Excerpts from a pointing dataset
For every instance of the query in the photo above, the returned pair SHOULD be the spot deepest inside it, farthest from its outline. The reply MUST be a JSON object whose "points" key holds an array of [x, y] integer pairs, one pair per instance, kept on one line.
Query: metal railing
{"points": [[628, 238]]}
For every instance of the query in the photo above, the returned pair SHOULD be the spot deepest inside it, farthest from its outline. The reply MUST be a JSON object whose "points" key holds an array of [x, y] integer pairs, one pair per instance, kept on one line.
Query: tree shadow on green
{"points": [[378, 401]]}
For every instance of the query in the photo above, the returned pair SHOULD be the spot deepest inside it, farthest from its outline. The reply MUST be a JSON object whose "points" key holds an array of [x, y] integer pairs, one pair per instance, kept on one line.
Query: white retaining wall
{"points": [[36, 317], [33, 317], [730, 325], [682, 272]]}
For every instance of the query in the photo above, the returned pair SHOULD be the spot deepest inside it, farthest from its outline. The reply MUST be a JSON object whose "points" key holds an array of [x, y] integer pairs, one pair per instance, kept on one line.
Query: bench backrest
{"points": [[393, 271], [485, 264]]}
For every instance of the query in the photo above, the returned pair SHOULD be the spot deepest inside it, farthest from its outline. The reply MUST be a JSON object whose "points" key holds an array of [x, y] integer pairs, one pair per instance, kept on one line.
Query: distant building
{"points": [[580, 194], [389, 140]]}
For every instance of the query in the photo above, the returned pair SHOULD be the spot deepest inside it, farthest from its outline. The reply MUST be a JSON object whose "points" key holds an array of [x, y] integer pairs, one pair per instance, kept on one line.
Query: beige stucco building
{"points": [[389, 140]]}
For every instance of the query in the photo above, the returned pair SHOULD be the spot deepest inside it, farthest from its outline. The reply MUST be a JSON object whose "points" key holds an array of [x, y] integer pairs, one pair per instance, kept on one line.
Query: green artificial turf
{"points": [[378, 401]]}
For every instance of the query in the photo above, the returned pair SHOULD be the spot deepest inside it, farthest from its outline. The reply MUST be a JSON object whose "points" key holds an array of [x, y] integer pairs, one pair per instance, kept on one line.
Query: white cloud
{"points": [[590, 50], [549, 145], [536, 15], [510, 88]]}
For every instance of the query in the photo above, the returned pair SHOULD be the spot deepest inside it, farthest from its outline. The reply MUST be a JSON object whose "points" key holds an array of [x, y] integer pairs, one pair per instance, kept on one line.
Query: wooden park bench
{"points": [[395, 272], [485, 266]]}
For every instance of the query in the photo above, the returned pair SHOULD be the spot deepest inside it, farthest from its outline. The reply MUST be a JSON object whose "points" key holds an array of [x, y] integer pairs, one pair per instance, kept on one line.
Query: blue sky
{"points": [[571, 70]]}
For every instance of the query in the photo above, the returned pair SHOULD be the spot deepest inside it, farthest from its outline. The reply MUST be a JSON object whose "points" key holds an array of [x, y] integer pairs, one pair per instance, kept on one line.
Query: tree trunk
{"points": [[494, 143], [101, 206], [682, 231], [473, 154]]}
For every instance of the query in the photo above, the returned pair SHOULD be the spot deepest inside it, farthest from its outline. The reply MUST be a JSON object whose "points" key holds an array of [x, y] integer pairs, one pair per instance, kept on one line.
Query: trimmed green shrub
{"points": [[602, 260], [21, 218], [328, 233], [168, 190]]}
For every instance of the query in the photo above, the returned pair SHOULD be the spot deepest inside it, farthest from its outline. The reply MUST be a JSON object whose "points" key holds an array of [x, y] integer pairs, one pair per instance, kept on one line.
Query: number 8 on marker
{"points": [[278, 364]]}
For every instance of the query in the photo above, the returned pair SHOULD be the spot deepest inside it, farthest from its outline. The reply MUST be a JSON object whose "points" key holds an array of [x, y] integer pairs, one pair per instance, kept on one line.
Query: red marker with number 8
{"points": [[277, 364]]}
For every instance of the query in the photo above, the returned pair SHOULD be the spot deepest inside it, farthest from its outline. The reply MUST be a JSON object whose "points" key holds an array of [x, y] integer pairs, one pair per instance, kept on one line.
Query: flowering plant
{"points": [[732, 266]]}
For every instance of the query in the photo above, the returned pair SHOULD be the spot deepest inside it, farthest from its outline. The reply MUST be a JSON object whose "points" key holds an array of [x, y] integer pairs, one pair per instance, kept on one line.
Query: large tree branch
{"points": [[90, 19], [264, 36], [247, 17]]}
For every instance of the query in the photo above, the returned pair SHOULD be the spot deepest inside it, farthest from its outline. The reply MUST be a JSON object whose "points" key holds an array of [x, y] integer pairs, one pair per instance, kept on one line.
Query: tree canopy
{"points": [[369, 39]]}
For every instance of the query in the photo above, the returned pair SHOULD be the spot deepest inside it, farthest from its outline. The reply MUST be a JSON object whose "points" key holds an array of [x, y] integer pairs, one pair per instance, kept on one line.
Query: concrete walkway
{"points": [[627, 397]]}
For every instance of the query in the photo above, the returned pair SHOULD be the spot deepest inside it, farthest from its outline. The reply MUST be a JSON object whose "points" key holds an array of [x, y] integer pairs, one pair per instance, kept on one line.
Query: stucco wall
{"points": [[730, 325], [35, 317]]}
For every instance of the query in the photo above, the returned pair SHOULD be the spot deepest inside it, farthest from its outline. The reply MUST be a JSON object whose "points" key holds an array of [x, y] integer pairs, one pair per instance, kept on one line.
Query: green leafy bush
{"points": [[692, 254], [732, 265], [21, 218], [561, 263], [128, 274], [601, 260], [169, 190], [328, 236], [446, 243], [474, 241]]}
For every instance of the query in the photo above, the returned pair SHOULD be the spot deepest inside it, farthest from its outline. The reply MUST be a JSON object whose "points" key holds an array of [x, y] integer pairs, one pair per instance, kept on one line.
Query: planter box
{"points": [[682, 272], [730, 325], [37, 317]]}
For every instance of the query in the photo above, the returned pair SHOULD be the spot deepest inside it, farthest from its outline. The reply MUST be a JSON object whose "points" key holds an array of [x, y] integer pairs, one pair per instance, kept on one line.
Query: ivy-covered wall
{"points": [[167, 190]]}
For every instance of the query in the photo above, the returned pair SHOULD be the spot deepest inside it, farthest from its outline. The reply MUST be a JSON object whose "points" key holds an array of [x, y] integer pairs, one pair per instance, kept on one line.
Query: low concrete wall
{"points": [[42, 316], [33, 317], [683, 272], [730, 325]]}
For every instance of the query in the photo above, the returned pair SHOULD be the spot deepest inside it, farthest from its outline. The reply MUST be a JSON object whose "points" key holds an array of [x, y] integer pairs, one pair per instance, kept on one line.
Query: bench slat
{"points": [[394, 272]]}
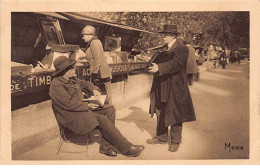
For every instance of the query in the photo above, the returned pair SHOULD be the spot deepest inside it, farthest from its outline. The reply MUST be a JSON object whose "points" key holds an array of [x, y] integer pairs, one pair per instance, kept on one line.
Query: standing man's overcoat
{"points": [[170, 86]]}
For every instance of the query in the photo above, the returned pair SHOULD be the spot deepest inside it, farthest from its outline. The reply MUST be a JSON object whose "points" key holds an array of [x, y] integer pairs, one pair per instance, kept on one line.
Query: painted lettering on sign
{"points": [[39, 80], [15, 87], [86, 72], [119, 68]]}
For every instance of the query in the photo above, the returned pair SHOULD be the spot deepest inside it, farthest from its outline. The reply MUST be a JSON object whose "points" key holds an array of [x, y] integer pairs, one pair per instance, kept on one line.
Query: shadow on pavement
{"points": [[142, 120]]}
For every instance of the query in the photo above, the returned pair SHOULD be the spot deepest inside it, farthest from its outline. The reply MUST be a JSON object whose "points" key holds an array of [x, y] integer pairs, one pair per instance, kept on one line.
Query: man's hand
{"points": [[92, 106], [96, 93], [154, 68]]}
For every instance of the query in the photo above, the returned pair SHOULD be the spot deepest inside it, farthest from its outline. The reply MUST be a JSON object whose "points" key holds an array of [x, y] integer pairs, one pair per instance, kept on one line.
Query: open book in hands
{"points": [[100, 101]]}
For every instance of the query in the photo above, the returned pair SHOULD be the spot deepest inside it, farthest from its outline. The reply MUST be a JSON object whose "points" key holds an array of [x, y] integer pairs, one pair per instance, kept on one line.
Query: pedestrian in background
{"points": [[99, 68], [170, 96]]}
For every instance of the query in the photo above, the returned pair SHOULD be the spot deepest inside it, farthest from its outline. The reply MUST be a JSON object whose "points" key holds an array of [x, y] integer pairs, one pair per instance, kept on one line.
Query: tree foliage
{"points": [[229, 29]]}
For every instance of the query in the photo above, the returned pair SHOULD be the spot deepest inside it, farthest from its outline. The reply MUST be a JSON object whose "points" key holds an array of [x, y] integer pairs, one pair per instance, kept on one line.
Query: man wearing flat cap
{"points": [[170, 96], [81, 117]]}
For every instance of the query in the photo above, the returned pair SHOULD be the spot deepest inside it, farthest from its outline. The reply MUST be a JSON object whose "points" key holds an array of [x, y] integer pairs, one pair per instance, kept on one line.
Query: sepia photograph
{"points": [[128, 85]]}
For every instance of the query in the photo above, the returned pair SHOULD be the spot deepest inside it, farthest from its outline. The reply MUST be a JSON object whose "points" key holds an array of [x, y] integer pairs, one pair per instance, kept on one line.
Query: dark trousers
{"points": [[110, 134], [190, 78], [162, 130]]}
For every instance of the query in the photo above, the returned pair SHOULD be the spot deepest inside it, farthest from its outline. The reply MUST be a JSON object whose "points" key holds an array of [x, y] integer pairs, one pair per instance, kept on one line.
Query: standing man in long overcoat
{"points": [[95, 55], [191, 63], [170, 95]]}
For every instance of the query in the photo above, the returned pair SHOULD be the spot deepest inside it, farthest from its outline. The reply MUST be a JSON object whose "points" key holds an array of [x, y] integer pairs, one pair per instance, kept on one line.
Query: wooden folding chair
{"points": [[68, 136]]}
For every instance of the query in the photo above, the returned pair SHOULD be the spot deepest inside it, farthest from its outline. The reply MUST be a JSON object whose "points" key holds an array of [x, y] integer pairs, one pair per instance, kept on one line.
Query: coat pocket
{"points": [[179, 85]]}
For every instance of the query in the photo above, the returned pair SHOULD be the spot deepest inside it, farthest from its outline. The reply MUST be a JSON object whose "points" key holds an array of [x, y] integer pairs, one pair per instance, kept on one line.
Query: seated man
{"points": [[80, 117]]}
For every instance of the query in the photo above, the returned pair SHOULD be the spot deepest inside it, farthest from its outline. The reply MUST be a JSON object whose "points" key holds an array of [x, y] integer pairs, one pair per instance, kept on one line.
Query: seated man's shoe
{"points": [[107, 150], [173, 147], [139, 147], [155, 141], [135, 150]]}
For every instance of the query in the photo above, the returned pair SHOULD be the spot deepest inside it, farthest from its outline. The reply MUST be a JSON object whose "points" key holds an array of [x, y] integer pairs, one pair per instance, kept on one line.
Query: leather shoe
{"points": [[173, 147], [154, 141], [107, 150], [135, 150], [139, 147]]}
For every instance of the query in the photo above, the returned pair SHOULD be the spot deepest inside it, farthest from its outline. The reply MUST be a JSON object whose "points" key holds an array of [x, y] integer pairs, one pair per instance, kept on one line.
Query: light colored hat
{"points": [[88, 30]]}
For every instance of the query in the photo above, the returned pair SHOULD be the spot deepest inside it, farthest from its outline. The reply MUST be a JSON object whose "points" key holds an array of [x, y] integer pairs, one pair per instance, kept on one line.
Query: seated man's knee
{"points": [[111, 113]]}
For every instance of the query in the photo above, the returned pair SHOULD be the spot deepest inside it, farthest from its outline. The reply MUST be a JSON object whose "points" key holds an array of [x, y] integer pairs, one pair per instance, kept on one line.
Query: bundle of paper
{"points": [[100, 101]]}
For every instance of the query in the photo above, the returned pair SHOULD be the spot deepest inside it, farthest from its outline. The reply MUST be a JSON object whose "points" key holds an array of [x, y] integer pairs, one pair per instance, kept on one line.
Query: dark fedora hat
{"points": [[169, 28], [62, 63]]}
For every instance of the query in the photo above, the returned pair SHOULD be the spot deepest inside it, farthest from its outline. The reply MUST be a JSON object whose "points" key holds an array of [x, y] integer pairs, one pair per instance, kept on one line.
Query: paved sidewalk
{"points": [[221, 102]]}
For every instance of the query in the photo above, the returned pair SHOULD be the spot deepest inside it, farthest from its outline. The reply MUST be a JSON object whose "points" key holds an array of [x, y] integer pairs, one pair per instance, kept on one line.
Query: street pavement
{"points": [[221, 102]]}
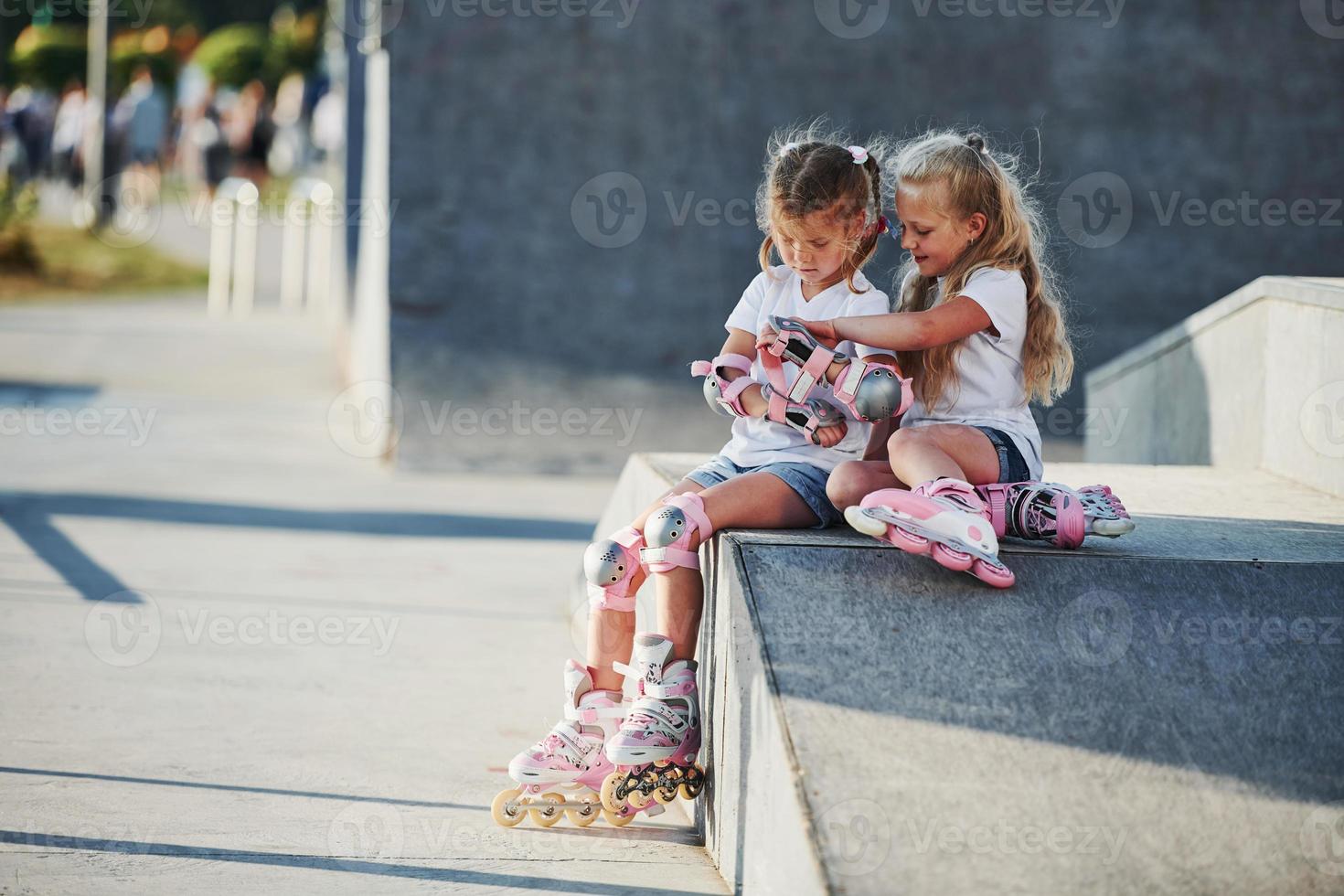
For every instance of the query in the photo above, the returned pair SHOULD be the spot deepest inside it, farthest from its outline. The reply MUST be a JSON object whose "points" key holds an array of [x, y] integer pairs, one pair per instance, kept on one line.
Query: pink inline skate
{"points": [[1055, 513], [944, 518], [569, 758], [655, 749]]}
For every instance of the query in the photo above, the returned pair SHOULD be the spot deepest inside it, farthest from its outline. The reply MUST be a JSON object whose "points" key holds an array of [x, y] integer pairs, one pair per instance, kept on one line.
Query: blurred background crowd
{"points": [[195, 93]]}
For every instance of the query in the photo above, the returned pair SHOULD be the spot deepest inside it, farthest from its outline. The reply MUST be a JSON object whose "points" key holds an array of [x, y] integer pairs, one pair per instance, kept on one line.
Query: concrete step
{"points": [[1151, 713]]}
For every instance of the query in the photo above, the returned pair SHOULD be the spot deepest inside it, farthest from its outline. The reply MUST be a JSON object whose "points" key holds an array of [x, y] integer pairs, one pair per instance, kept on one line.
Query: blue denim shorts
{"points": [[806, 480], [1012, 466]]}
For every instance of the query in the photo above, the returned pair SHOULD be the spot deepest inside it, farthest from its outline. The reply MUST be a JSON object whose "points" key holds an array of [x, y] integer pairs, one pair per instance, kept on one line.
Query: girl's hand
{"points": [[823, 331], [766, 337]]}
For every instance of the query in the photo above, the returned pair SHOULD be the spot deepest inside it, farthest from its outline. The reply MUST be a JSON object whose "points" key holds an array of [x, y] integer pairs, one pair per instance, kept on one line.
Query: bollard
{"points": [[305, 272], [233, 248]]}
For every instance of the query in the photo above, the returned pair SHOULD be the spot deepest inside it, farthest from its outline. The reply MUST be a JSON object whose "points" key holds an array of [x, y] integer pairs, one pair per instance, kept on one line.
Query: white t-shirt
{"points": [[994, 391], [780, 292]]}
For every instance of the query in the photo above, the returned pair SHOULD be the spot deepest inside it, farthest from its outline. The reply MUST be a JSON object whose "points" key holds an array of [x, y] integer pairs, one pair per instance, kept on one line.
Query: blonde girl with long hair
{"points": [[981, 331], [820, 208]]}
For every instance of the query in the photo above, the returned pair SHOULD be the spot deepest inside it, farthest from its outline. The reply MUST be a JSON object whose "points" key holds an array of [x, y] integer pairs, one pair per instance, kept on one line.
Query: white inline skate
{"points": [[656, 746], [571, 758], [1055, 513], [944, 518]]}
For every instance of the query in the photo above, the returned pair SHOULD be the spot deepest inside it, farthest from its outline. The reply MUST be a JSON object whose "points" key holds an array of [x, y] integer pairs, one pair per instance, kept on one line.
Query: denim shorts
{"points": [[1012, 466], [806, 480]]}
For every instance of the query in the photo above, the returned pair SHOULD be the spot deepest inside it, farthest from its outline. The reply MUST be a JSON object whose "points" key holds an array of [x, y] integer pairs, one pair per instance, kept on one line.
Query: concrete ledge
{"points": [[1252, 382], [1135, 716]]}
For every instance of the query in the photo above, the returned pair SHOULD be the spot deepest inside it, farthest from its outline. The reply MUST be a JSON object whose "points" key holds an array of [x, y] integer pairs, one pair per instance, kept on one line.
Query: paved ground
{"points": [[235, 657]]}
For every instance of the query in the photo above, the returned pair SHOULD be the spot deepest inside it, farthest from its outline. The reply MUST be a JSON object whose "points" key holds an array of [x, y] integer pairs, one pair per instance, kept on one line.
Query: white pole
{"points": [[292, 254], [96, 105], [220, 251]]}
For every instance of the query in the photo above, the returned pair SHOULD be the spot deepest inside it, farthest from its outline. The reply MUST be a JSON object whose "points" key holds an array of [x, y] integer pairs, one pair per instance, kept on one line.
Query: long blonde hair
{"points": [[809, 169], [974, 179]]}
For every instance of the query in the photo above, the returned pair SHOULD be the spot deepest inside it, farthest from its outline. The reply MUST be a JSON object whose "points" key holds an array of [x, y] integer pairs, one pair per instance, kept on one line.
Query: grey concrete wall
{"points": [[504, 286], [1254, 380]]}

THE TASK: Extract each of the lines above that contains the word "blue".

TASK ANSWER:
Query: blue sky
Query: blue denim shorts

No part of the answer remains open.